Start READING PASSAGE

Mutual pattern alignment (MPA). Previously, most of the backbone^15,25 networks employed a straightforward approach of averaging losses in both directions, as shown in Eq. (13). However, the two directions were trained independently and unable to mutually enhance each other. Inspired by the principles of mutual learning⁴⁶, we introduced a mutual pattern alignment⁴⁷ scheme to promote each other together.

Taking T2I as an example, for the query text T, the image gallery is defined as D_I. We firstly conducted cross-modal positive sampling for the query T and each neighbor I_i in D_I. Concretely, for a given sample, we initiated a search for its positive matches in the opposite modality based on pairwise ground-truth information. In cases where multiple positives exist, we uniformly sampled one of them. This process yielded T′ = δ(I_i) and I′_i = δ(T_i), where δ(·) signifying the sampling function. Afterward, we calculated two separate similarity distributions centered around I and T′, as follows:

$$\begin{aligned} {{\mathbf{p}}_{\mathbf{T}}}&=soft\hbox{max} (s(T,{I_1})/\tau,...,s(T,{I_K})/\tau) \\&{{\mathbf{q}}_{{\mathbf{I^\prime}}}}=soft\hbox{max} (s(I^\prime,T{^\prime_1})/\tau,...,s(I^\prime,T{^\prime_K})/\tau) \end{aligned}$$

(14)

Finally, the alignment loss L_MA is defined based on Kullback–Leibler divergence D_KL as:

$$L_{{MPA}}^{{I \to T}}={D_{KL}}({{\mathbf{p}}_{\mathbf{T}}}||{{\mathbf{q}}_{{\mathbf{I^\prime}}}})$$

(15)

The mutual alignment loss calculation procedure in I2T is similar to T2I. The final total loss function as follows:

$${L_{total}}={L_{IRSE}}+{L_{SSC}}+{L_{ID}}+{L_{CL}}+L_{{MPA}}^{{T \to I}}+L_{{MPA}}^{{I \to T}}$$

(16)

End READING PASSAGE
Start DATASET CONTENT

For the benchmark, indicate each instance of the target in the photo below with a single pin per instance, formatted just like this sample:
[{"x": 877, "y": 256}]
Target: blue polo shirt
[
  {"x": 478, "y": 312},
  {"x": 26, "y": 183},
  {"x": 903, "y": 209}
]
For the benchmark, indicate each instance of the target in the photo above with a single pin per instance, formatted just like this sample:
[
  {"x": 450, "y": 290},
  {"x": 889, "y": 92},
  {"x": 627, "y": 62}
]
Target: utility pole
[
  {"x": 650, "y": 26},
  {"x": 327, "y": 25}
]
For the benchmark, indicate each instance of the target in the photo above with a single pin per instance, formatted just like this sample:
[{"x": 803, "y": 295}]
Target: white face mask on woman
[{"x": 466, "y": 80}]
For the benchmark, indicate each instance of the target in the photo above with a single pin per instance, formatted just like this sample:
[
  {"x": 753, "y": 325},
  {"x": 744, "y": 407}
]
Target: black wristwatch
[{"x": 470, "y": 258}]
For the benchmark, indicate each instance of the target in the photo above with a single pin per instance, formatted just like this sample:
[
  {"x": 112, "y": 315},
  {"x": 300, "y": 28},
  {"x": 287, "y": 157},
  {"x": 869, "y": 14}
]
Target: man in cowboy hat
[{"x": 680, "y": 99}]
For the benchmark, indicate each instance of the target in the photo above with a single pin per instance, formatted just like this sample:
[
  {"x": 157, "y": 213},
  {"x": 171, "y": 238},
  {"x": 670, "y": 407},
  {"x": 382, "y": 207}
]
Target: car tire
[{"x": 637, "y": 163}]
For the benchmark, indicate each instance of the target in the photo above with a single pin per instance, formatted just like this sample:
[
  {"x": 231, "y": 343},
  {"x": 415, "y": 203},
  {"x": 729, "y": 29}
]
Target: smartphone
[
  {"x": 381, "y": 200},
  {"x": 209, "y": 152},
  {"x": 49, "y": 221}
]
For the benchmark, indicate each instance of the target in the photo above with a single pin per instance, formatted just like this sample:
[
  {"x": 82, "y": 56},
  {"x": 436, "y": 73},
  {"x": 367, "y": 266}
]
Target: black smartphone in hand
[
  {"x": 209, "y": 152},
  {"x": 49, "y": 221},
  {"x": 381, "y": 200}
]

End DATASET CONTENT

◆ **GIVEN PROBLEM A**
In the passage on mutual pattern alignment, what is the alignment loss defined with?
◆ **GIVEN PROBLEM B**
Rewrite the paragraph of the mutual pattern alignment passage that begins "Mutual pattern alignment (MPA). Previously" as two shorter sentences, keeping its main facts.
◆ **GIVEN PROBLEM C**
Carry the passage on mutual pattern alignment forward from its last sentence.

◆ **EXERCISE OUTPUT A**
Kullback–Leibler divergence.

◆ **EXERCISE OUTPUT B**
Earlier backbone networks averaged the losses from both directions (Eq. 13), but the two directions were trained independently and could not enhance each other. Drawing on mutual learning, a mutual pattern alignment scheme was introduced so that the two directions promote each other.

◆ **EXERCISE OUTPUT C**
Results

Datasets and implementation details

Dataset. We assessed the efficacy of our approach by conducting evaluations on three publicly available text-based person retrieval datasets, namely, CUHK-PEDES⁴⁸, ICFG-PEDES¹⁷ and RSTPReid⁴⁹.

CUHK-PEDES contains 40,206 images and 80,412 textual descriptions for 13,003 identities. The training set consists of 11,003 identities, and validation set and test set have 1,000 identities. ICFG-PEDES contains 54,522 images for 4,102 identities. Each image corresponds to one description. The training and test sets contain 3,102 and 1,000 identities respectively. RSTPReid is a new real scene cross-modal person re-identification dataset containing 20,505 images of 4101 different identities from 15 cameras, which is collected from the MSMT⁷ dataset. There are 5 images for each identity, which are taken under different camera, time, place, weather, lighting and viewpoint conditions, and each image has two text descriptions. The training, validation and test sets contain 3701, 200 and 200 identities respectively.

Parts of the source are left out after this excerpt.